Vuelve a escribir, por favor, el texto sobre las franjas electorales y la división de los expertos en bancadas, completo y sin ningún cambio.

Texto para leer —
········
De hecho, las franjas de todos los partidos y pactos tienen un hálito reminiscente a la que se usó para el plebiscito de salida donde, sin lugar a duda, estaba en juego el modelo de sociedad y el destino del gobierno del presidente Boric.
La guinda de la torta, que acentúa el carácter dicotómico de la elección como una disputa gobierno versus oposición, es la conducta insólita de los expertos y expertas, que han terminado dividiéndose en dos bancadas, la oficialista y la opositora.
Siempre se supo que al ser designados por el congreso el factor “político” era inevitable, pero se esperaba que fueran capaces de entender que estaban actuando como individuos y no como una verdadera bancada parlamentaria, que es en lo que se han transformado. Opera el efecto “manada”, donde toman decisiones colectivas sobre como votar achicando la posibilidad de cruzar fronteras.
········
Sección de datos —
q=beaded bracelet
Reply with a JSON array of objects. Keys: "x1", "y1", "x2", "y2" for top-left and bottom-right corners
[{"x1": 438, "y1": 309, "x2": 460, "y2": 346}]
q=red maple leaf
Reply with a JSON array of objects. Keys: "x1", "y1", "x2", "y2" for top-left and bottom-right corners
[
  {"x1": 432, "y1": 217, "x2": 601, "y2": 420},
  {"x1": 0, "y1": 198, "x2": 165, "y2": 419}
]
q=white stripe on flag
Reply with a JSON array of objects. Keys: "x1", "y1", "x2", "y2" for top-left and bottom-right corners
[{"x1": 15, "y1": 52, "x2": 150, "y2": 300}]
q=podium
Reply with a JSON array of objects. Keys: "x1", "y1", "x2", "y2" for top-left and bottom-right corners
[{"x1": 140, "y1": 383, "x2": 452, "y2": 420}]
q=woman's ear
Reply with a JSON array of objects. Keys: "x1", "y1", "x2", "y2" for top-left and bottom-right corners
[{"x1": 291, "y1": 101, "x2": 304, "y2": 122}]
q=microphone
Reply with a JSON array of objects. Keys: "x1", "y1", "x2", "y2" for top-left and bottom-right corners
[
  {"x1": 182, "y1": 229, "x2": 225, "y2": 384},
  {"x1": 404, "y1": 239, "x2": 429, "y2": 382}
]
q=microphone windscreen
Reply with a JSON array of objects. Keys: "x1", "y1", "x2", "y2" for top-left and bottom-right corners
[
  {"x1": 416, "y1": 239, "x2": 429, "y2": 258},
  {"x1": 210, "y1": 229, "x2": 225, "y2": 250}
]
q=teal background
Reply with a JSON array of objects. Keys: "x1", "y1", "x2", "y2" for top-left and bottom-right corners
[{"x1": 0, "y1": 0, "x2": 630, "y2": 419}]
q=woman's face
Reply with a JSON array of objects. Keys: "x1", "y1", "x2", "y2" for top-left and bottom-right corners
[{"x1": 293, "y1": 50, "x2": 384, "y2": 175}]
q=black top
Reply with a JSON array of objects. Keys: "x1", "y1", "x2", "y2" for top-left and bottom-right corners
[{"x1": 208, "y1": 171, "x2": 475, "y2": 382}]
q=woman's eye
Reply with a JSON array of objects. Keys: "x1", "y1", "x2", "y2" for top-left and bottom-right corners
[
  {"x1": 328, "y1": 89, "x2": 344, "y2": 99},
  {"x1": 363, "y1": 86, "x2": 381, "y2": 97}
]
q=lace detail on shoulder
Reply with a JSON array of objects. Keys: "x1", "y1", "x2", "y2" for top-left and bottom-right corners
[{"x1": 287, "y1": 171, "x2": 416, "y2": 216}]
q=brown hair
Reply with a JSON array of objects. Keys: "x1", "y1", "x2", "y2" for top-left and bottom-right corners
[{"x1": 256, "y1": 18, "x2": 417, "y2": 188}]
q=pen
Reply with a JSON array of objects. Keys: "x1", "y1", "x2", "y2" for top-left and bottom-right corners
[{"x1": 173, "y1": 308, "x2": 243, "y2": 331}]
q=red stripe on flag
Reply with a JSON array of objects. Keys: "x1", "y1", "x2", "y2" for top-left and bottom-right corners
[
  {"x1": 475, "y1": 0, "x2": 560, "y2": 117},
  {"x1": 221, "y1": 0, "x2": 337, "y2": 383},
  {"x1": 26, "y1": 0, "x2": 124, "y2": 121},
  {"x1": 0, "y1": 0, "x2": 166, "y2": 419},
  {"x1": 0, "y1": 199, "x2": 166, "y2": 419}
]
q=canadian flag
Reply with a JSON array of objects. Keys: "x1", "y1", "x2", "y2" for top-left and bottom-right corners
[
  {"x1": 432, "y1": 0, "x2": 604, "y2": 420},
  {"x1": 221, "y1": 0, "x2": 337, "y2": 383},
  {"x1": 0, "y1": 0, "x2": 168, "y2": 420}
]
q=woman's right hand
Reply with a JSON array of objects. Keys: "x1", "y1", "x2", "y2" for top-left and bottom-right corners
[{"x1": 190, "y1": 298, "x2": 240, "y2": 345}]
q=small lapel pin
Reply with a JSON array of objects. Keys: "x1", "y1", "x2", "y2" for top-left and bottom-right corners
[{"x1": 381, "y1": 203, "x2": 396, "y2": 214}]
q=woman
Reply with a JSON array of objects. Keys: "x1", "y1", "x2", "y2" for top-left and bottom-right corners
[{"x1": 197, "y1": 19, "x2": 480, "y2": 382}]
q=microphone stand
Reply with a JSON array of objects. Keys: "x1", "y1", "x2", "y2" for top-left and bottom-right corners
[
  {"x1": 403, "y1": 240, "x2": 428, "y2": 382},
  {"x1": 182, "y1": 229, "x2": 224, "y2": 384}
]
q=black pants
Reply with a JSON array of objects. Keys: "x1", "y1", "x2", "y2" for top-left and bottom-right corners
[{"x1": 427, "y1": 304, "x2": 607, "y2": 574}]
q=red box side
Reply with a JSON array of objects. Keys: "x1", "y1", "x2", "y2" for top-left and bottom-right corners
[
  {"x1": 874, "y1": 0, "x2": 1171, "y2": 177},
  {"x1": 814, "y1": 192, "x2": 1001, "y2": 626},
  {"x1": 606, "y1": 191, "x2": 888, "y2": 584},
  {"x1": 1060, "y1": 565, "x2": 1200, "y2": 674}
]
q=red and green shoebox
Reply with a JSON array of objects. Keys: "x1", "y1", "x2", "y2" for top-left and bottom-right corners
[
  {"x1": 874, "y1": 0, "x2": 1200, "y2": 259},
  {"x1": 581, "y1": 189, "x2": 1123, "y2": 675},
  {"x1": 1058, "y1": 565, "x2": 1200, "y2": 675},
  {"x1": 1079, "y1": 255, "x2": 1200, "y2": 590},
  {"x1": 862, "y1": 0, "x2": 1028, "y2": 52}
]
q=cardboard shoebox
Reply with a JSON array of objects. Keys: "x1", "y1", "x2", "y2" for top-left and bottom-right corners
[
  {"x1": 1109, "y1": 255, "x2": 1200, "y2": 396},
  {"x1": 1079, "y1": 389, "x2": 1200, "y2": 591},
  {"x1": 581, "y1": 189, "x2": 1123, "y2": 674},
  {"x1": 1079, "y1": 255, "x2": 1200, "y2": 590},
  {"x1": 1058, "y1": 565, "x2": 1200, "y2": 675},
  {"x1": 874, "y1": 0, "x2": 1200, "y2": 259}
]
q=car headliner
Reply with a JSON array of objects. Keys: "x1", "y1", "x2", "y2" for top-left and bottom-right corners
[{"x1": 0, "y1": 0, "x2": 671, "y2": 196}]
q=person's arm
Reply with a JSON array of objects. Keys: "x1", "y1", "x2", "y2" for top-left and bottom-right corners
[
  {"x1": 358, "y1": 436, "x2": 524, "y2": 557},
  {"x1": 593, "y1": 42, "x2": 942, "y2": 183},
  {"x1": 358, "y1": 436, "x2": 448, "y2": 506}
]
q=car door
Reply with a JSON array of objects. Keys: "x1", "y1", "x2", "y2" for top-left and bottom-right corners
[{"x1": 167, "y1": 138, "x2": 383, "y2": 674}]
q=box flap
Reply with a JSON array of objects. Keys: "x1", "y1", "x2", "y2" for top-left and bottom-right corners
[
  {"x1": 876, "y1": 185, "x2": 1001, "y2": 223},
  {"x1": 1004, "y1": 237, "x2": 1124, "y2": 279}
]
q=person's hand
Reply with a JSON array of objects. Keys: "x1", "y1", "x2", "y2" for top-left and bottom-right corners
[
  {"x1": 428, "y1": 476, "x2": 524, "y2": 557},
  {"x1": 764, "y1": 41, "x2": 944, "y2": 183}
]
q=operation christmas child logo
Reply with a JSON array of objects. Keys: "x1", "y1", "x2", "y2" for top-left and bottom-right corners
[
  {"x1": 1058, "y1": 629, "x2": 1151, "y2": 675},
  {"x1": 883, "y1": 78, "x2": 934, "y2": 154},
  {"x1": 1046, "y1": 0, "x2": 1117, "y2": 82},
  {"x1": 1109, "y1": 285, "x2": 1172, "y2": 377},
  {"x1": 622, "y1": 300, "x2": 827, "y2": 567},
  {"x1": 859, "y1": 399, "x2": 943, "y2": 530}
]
········
Salida correcta —
De hecho, las franjas de todos los partidos y pactos tienen un hálito reminiscente a la que se usó para el plebiscito de salida donde, sin lugar a duda, estaba en juego el modelo de sociedad y el destino del gobierno del presidente Boric.
La guinda de la torta, que acentúa el carácter dicotómico de la elección como una disputa gobierno versus oposición, es la conducta insólita de los expertos y expertas, que han terminado dividiéndose en dos bancadas, la oficialista y la opositora.
Siempre se supo que al ser designados por el congreso el factor “político” era inevitable, pero se esperaba que fueran capaces de entender que estaban actuando como individuos y no como una verdadera bancada parlamentaria, que es en lo que se han transformado. Opera el efecto “manada”, donde toman decisiones colectivas sobre como votar achicando la posibilidad de cruzar fronteras.